[Instructions to follow]: Only the lines from the one containing "Place one dot per instance of the yellow electrical" through the final line of the material below should be output, exactly as they stand.

»»

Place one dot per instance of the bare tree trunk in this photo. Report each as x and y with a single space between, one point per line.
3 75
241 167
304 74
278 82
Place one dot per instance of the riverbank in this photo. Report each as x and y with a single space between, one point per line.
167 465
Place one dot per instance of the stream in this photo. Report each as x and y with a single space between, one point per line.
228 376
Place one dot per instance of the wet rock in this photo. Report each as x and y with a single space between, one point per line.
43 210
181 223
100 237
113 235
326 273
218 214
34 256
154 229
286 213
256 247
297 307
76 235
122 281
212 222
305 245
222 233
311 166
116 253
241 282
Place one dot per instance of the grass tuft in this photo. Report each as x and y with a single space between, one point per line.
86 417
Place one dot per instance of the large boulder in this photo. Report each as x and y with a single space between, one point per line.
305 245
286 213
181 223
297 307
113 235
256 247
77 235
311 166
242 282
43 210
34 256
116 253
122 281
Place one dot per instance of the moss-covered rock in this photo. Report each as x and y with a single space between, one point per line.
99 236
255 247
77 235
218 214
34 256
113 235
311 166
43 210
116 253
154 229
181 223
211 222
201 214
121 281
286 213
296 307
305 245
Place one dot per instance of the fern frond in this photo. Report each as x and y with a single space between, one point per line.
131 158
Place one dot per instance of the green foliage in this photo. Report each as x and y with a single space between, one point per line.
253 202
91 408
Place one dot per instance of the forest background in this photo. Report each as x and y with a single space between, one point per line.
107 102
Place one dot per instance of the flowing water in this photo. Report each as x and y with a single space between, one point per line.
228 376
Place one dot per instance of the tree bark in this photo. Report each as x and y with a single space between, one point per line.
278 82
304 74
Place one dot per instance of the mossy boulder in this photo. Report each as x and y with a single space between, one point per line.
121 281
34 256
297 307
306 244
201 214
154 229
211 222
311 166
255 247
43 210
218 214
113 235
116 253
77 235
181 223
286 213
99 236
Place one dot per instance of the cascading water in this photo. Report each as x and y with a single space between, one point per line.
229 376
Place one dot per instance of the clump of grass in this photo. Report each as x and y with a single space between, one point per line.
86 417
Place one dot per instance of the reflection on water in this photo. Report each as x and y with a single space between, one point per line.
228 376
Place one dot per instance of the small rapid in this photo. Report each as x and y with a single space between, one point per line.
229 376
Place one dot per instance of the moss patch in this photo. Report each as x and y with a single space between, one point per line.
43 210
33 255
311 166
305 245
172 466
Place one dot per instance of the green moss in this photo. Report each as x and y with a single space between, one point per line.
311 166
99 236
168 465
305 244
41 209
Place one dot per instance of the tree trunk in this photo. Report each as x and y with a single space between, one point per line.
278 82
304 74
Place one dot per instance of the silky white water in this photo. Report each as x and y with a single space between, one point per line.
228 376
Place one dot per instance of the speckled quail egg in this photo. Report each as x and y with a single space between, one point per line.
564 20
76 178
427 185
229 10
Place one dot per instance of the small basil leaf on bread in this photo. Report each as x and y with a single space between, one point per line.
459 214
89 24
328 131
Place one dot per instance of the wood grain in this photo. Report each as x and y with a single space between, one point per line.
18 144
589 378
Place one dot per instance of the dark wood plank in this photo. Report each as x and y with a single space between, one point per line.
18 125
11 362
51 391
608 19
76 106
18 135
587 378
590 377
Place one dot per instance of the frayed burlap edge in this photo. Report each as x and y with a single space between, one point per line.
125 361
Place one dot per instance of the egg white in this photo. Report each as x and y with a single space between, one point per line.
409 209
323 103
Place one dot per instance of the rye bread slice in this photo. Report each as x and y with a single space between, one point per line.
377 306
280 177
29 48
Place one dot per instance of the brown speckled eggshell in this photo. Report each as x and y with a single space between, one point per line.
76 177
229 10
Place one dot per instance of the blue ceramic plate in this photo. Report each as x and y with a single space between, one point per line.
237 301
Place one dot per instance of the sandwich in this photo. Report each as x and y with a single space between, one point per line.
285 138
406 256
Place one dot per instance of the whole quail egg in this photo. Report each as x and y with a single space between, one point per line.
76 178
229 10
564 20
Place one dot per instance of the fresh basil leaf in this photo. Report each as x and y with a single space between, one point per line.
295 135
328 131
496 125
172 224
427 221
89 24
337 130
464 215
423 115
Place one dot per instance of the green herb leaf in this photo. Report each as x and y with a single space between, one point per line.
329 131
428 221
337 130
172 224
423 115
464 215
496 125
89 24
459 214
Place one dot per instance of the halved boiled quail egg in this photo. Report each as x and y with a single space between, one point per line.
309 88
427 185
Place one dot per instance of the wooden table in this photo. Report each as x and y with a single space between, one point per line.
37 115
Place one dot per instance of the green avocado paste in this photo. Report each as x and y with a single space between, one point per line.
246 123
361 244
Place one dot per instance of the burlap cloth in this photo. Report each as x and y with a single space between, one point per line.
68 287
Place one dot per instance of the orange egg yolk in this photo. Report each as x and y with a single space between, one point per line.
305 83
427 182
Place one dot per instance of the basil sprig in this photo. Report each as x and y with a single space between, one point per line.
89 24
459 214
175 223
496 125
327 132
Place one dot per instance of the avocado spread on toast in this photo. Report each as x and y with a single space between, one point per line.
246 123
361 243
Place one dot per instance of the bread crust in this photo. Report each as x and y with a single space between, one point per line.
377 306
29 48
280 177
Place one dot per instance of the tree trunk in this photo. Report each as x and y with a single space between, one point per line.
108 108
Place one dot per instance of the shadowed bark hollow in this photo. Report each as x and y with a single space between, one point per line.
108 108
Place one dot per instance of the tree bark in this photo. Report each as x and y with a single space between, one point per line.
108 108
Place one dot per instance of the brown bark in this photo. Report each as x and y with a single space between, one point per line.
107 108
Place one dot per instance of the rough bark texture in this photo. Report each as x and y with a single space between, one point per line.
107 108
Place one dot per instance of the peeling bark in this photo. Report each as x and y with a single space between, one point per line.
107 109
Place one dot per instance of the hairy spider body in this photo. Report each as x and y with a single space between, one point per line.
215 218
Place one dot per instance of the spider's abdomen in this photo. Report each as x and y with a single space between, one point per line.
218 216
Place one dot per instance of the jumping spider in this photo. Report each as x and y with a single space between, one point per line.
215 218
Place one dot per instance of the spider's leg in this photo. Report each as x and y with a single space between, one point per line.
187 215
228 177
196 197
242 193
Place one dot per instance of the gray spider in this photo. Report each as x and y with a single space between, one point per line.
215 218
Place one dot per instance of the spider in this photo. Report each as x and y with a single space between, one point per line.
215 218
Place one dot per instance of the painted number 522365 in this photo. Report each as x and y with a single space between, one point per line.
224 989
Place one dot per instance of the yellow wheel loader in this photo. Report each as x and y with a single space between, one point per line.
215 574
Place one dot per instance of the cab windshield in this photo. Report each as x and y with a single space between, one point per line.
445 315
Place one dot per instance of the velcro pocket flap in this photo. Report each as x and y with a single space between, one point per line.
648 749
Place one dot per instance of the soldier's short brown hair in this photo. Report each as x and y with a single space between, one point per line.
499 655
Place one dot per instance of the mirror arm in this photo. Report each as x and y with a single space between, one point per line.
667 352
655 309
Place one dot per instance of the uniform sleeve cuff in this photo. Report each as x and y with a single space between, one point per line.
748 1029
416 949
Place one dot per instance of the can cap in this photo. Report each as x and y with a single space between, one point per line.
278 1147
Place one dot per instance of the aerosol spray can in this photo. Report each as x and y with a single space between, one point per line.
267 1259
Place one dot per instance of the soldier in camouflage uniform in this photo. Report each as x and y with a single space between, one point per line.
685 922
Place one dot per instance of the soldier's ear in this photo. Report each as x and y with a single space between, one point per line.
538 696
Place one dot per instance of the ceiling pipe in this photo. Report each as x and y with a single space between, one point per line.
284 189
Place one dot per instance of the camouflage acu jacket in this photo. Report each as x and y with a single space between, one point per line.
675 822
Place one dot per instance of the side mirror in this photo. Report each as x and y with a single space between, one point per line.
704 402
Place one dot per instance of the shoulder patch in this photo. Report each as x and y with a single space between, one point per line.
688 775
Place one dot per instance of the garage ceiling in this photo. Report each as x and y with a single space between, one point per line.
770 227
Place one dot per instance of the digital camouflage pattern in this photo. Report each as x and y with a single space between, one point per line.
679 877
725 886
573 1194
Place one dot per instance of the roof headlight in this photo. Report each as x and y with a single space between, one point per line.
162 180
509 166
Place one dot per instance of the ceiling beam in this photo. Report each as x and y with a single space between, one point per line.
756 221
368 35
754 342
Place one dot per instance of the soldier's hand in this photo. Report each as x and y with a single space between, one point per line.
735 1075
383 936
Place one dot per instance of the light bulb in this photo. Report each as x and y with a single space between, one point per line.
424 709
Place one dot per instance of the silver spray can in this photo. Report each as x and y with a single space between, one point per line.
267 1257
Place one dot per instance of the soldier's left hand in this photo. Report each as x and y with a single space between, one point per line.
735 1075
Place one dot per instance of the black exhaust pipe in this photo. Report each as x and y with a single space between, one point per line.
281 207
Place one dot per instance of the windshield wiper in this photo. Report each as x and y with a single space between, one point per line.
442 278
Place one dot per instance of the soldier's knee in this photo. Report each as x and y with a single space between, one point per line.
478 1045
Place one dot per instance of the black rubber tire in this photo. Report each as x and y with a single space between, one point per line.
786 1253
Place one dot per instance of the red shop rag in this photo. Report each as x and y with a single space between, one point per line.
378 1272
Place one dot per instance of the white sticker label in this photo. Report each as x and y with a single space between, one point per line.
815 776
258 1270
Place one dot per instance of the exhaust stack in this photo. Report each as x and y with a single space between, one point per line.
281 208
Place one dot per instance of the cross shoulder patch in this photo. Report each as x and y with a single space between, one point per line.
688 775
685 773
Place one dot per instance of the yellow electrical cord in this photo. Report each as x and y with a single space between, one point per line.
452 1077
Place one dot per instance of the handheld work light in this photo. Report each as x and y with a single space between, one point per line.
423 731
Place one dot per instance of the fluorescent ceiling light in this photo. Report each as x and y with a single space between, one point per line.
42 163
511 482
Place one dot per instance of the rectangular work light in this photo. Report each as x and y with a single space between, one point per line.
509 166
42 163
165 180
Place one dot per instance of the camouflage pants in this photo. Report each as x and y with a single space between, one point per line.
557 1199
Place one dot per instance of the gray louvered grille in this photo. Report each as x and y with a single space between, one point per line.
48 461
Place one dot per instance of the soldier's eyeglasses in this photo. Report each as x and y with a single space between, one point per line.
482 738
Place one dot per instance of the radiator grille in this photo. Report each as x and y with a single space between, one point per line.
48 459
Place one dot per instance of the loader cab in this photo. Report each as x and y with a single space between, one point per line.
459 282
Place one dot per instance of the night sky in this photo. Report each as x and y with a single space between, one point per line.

««

[Result of this task]:
Place one dot per instance of the yellow electrical cord in this photo. Report each as x and y with a single space between, one point per line.
452 1077
Place one dot per instance of the handheld work light in this photo. Report each as x and y with a single space between, one point per line.
423 731
Place one dot per instance of the fluorescent ceiling light in this photo. Report each as x and y with a single space between, one point per line.
42 163
511 482
Place one dot per instance of the rectangular work light in this photo. Report each as x and y with a single space between, one point per line.
509 166
42 163
165 180
Place one dot per instance of the camouflage pants in this photo. Report each as x and y with a single space between, one point per line.
557 1199
Place one dot per instance of the gray louvered grille in this photo. Report each as x and y with a single space between, one point per line.
48 461
Place one dot per instance of the soldier's eyeglasses in this photo. Report each as x and y with a single space between, one point per line.
482 738
Place one dot per instance of the radiator grille in this photo. Report each as x and y with a single space between, one point per line.
48 459
Place one dot per instance of the loader cab in this photo. Report each as x and y with a single space between, one point per line.
459 282
Place one dot per instance of the night sky in this photo. Report each as x and y with a single space between, one point per line.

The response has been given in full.